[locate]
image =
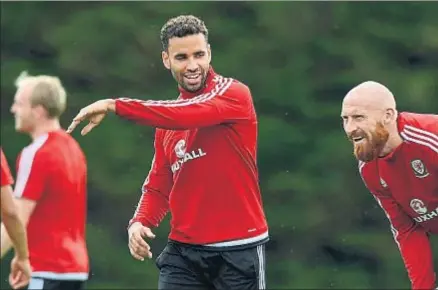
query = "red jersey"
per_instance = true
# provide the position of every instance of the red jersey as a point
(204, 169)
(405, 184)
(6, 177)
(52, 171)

····················

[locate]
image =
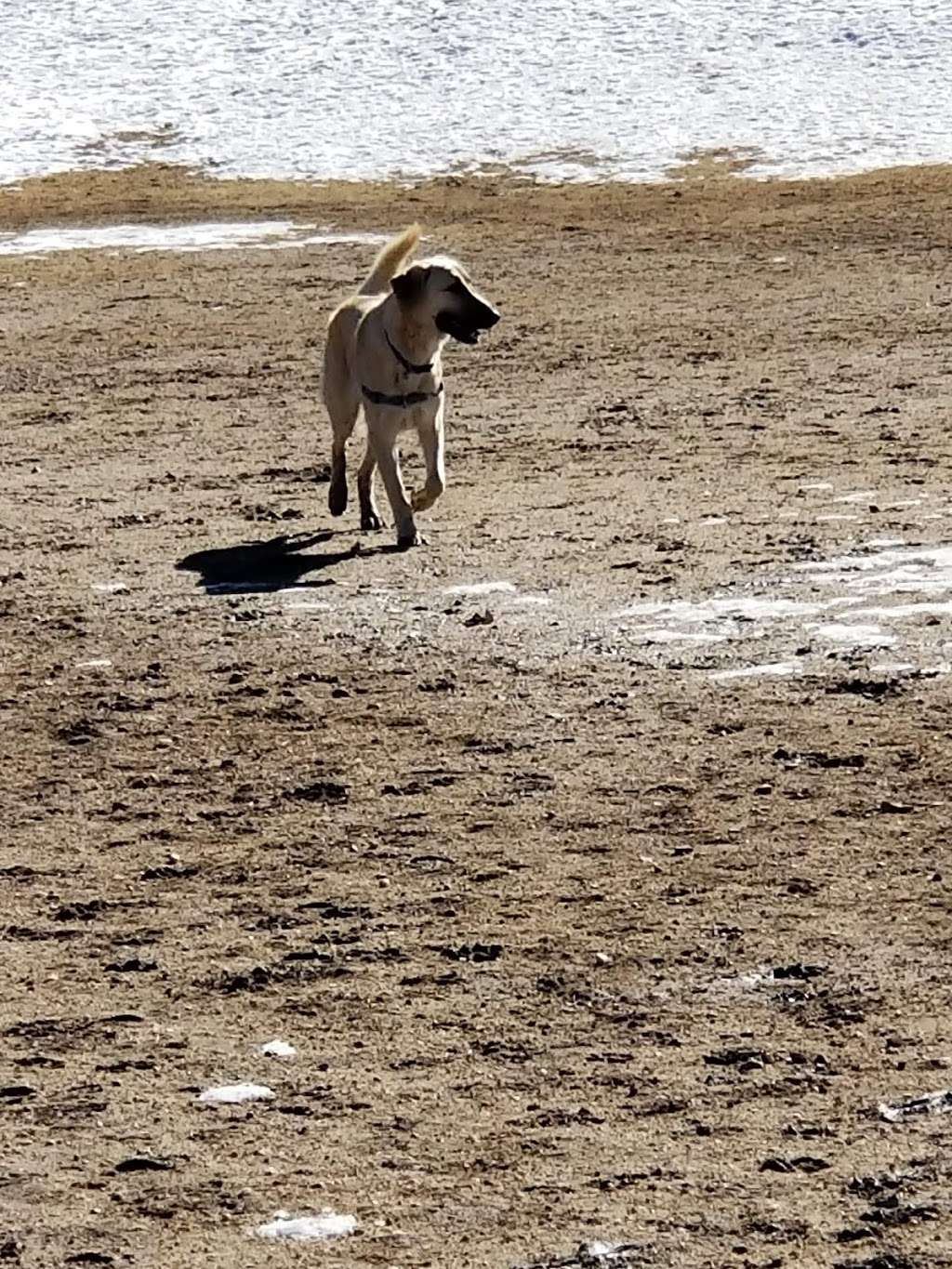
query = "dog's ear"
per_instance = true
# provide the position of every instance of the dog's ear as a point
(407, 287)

····················

TASK INSTRUCTIONS
Return every line from the entries above that contains the word "position". Uppercase and lowercase count as different.

ANSWER TO THIS EXERCISE
# provide the position of every instance of the red jersey as a point
# provide the position of every instance of the dog's ear as a point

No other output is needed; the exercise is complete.